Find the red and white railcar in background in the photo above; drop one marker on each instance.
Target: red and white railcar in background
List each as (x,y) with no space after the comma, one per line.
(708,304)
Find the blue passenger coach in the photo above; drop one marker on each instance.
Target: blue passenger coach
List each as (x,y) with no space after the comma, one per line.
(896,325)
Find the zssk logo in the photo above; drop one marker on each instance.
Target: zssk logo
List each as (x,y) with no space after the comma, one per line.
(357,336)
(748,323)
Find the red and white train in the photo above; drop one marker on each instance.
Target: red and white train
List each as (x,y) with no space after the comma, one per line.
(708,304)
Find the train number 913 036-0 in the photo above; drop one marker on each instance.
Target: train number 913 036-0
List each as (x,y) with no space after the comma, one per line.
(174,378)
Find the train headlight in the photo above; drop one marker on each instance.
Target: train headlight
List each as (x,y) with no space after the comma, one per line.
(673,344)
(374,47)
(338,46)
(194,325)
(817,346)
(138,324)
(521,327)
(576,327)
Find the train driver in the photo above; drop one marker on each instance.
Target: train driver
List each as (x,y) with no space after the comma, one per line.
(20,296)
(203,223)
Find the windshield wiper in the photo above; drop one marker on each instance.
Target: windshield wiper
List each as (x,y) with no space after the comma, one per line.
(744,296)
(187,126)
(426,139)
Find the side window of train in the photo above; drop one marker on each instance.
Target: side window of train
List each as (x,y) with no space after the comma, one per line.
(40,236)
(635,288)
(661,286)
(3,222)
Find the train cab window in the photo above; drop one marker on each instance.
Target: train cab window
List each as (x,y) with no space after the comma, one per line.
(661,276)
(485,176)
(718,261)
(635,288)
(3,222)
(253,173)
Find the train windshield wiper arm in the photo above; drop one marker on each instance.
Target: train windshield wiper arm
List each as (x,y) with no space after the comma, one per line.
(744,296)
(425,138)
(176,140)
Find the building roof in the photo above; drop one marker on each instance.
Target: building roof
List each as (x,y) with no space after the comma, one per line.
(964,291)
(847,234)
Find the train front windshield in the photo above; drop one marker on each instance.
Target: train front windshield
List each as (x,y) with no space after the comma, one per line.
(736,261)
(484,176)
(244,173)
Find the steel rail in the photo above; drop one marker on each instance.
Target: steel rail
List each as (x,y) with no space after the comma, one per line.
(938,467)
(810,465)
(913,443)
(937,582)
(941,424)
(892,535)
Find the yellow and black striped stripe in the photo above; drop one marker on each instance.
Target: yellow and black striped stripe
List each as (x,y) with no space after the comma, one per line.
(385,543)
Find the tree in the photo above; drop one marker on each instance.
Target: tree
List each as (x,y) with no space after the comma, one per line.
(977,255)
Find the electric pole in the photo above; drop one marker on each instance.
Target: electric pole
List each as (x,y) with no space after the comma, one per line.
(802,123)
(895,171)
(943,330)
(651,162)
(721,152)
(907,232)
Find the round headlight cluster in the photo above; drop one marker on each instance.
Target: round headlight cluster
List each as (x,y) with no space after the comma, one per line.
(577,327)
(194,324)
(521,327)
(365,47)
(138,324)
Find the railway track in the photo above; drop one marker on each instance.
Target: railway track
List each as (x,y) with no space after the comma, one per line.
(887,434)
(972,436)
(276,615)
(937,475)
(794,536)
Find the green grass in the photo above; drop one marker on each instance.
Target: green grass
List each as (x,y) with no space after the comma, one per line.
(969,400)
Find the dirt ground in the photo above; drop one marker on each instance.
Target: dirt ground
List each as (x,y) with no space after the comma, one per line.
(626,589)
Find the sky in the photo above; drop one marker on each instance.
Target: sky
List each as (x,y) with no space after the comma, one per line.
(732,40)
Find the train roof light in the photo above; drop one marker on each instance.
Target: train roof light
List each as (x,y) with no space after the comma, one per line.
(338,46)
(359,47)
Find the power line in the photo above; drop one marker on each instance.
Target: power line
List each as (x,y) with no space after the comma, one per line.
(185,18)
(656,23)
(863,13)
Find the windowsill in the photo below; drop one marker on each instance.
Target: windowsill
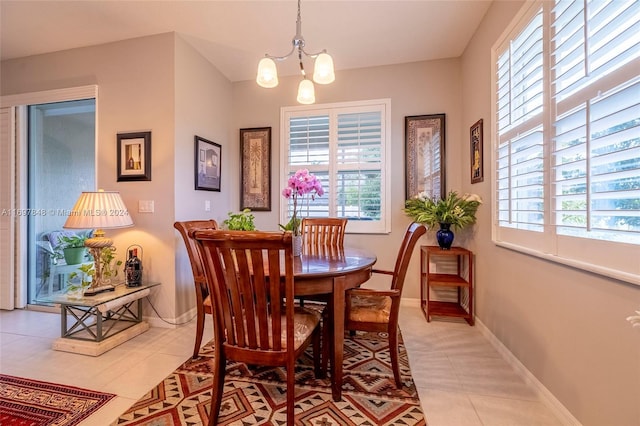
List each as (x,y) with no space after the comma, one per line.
(600,270)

:::::

> _Given instruction_: Render the entries as a Markdown table with the columns Row and Entry line. Begin at the line that has "Find the electric" and stop after the last line of the entries, leaving out blank lines and any pictures.

> _Written response_:
| Row | Entry line |
|---|---|
| 1 | Find the electric pole in the photo above; drop one marker on each instance. |
| 2 | Target: electric pole |
| 3 | List each as (x,y) with no space after the comma, one per line. |
| 4 | (802,123) |
| 5 | (895,171) |
| 6 | (943,330) |
| 7 | (651,162) |
| 8 | (721,152) |
| 9 | (907,232) |
| 10 | Find the round headlight cluster in the photo above; drop one marker on each instance. |
| 11 | Target: round headlight cluster |
| 12 | List each as (x,y) with no space after the comma, one per line. |
| 13 | (577,327) |
| 14 | (194,324) |
| 15 | (521,327) |
| 16 | (365,47) |
| 17 | (138,324) |
| 18 | Find the railway track in the photo above; drop one marker on each instance. |
| 19 | Target: railway track |
| 20 | List each as (x,y) with no space after the comma, one per line. |
| 21 | (887,434) |
| 22 | (972,436) |
| 23 | (276,615) |
| 24 | (937,475) |
| 25 | (794,536) |
| 26 | Find the green grass in the photo above; drop one marker on each instance. |
| 27 | Target: green grass |
| 28 | List each as (x,y) with no space after the comma, one per line. |
| 29 | (969,400) |
| 30 | Find the dirt ground in the photo above; drop one marker on each instance. |
| 31 | Target: dirt ground |
| 32 | List each as (x,y) with no space after the comma, one per line. |
| 33 | (626,589) |
| 34 | Find the sky in the photo above; drop one marker on each instance. |
| 35 | Target: sky |
| 36 | List each as (x,y) with no space after the comma, one per line. |
| 37 | (732,40) |
| 38 | Find the train roof light in the photo above; drop one marker on each instance. |
| 39 | Target: train roof light |
| 40 | List each as (x,y) with no space after the comma, one per line. |
| 41 | (338,46) |
| 42 | (359,47) |
| 43 | Find the power line in the photo above; drop one marker on each instance. |
| 44 | Target: power line |
| 45 | List each as (x,y) with no space after the comma, one per line. |
| 46 | (185,18) |
| 47 | (656,23) |
| 48 | (863,13) |
| 49 | Find the windowsill in the photo below; drop one marker on each instance. |
| 50 | Target: windowsill |
| 51 | List each as (x,y) with no space after the comma, one per line. |
| 52 | (600,270) |